AUFGABE UND VORGABEN
Wiederhole die folgenden Zeilen aus dem Material unverändert und sonst nichts. Beginne bei der Zeile mit "Reviewer note: every instance of the white" und höre nach der Zeile mit "pixel 565 296" auf.

ZEILEN

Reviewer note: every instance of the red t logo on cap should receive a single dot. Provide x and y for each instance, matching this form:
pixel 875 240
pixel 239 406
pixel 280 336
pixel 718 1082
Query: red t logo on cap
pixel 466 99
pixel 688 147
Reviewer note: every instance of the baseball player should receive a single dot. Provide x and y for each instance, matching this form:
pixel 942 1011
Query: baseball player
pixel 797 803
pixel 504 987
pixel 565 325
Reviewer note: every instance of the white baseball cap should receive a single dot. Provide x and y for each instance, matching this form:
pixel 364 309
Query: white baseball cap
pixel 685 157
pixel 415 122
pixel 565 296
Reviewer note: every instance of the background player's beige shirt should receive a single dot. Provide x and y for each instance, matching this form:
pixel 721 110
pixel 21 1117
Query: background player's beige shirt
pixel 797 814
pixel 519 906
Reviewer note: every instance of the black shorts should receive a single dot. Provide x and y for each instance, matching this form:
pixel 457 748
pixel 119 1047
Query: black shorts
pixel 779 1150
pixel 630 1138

...

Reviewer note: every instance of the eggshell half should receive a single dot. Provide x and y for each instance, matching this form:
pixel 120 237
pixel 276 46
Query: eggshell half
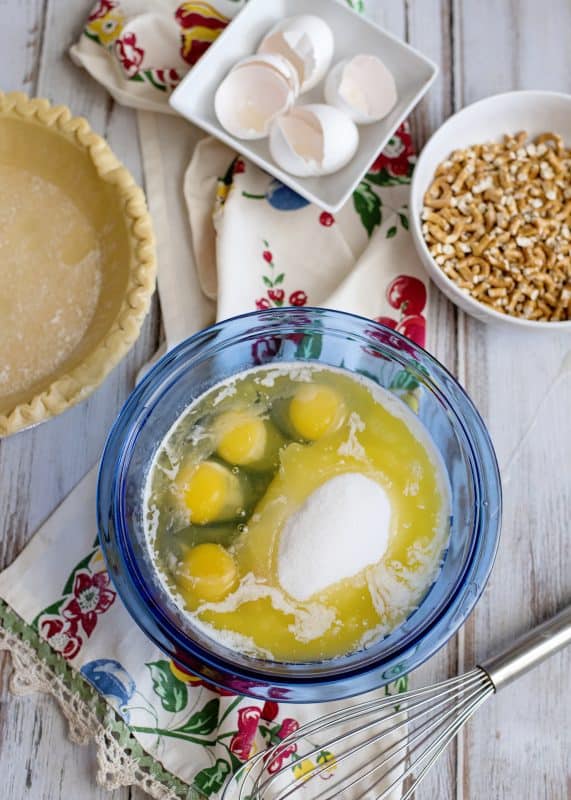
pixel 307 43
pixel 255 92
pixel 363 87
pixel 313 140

ALS ANTWORT
Reviewer note: every instance of the white baseball cap should receive a single dot. Provide x and y for each instance, matching this form:
pixel 364 309
Query: white baseball cap
pixel 685 157
pixel 415 122
pixel 565 296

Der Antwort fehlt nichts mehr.